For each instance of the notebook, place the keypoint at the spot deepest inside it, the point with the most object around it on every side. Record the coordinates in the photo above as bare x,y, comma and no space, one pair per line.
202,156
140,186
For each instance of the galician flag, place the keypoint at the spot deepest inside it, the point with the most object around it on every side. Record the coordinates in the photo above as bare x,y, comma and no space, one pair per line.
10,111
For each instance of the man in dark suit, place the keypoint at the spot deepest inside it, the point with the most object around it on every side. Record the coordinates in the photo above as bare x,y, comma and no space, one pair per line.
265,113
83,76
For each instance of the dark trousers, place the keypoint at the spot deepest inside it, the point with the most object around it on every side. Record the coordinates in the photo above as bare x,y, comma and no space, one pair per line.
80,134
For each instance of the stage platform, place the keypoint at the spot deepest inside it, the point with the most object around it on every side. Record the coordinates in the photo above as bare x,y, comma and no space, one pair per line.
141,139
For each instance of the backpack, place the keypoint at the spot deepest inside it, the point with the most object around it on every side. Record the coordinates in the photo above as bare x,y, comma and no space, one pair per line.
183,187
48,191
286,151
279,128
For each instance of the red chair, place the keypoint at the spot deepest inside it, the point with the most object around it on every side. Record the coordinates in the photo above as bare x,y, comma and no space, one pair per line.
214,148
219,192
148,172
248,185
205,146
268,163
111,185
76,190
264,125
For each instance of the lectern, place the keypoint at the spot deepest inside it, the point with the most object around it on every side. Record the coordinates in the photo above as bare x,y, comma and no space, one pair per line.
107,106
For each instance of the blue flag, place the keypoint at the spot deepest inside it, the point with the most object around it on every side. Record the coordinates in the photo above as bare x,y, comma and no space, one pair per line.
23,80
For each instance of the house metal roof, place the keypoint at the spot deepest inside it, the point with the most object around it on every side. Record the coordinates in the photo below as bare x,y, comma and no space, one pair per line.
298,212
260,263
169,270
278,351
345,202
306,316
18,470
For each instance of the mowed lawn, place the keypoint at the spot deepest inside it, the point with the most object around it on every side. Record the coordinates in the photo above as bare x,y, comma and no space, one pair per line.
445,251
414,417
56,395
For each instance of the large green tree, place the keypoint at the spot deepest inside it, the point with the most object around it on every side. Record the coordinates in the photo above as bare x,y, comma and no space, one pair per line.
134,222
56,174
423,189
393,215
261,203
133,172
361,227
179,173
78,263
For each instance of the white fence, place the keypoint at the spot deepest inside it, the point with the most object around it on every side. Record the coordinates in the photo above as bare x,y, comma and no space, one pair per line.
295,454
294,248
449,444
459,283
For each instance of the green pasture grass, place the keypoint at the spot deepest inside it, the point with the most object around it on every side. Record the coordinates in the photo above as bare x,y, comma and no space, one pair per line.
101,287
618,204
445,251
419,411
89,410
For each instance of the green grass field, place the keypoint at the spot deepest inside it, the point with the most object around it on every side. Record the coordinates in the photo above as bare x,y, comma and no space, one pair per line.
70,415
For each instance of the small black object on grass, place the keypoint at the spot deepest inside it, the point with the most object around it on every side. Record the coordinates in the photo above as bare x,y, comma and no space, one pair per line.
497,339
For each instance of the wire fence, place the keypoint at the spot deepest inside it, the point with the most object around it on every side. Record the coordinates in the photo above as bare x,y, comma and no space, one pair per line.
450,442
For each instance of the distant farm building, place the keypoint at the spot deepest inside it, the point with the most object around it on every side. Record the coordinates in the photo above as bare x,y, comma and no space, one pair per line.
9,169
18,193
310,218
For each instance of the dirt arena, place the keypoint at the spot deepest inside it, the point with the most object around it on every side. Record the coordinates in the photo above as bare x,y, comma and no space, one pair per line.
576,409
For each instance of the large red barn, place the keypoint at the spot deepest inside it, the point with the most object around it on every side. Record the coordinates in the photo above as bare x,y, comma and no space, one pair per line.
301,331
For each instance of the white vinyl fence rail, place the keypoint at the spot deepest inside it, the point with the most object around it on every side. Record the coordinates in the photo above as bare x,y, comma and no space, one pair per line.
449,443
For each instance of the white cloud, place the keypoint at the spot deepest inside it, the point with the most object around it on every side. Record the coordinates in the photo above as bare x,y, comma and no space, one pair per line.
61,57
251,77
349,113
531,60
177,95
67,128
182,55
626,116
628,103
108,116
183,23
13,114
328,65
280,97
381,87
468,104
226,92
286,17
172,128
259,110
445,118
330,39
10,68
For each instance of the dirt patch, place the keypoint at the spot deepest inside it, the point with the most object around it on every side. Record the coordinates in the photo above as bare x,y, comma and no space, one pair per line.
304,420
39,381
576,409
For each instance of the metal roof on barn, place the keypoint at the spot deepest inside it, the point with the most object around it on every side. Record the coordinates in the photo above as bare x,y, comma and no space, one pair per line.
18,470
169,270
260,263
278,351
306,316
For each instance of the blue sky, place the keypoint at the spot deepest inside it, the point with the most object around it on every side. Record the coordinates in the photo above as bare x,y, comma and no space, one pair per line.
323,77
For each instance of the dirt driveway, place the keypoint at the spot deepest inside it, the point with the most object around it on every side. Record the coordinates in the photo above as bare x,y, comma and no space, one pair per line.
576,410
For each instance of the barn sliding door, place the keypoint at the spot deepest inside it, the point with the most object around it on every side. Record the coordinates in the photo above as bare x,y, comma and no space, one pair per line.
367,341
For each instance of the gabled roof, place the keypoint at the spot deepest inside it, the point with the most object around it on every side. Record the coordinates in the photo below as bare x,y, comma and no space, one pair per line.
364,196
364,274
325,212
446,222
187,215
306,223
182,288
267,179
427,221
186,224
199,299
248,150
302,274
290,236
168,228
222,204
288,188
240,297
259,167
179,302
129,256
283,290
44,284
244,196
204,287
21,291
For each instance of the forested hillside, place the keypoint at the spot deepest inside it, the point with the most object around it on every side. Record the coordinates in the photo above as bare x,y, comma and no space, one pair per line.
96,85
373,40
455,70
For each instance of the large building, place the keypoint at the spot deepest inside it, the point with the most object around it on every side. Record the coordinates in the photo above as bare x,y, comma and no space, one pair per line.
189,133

» **TO DO**
Print again the material above, limited to the lines from the one holding "For each instance of the blue sky, place" through the last, inclusive.

» **REPLY**
For each instance of the blue sky, place the keypoint at the spot deepest inside it, the point with the most object around it on every side. Record the coordinates in the photo above as bare x,y, comma and no space, one pair per line.
323,77
For each instance of the dirt driveway, place the keypoint at the spot deepest inside it, the point with the most object around it on every side. Record the coordinates in the photo above as bare x,y, comma and no space, one pair per line.
576,410
For each instance of the barn sliding door, place the keypoint at the spot deepest inside it, the point with the most object around it on every side. Record the coordinates in the photo above as bare x,y, comma and no space, one pair per line.
367,341
For each instance of the gabled roof, place the keypoint at the spot deepest inside it, the point with the most object around it on every side. Record the coordinates in the photo below as bare x,y, comma and no space, one pair per line.
364,196
364,274
325,212
446,222
187,215
306,223
182,288
267,179
427,221
186,224
199,299
248,150
302,274
290,236
168,228
222,204
288,188
240,297
259,167
179,302
129,256
283,290
44,284
244,196
204,287
21,291
For each instance of the forested hillside, place the keypoint at the spot deepest inside it, the point with the most object around it on every side. Record the coordinates in the photo above as bare x,y, comma and no space, one pair per line.
96,85
373,40
455,70
For each instance of the large building, place the keypoint at the spot deepest inside it, the point with the most object around it on every side. Record the coordinates in the photo above as bare x,y, comma and no space, one pair per line.
189,133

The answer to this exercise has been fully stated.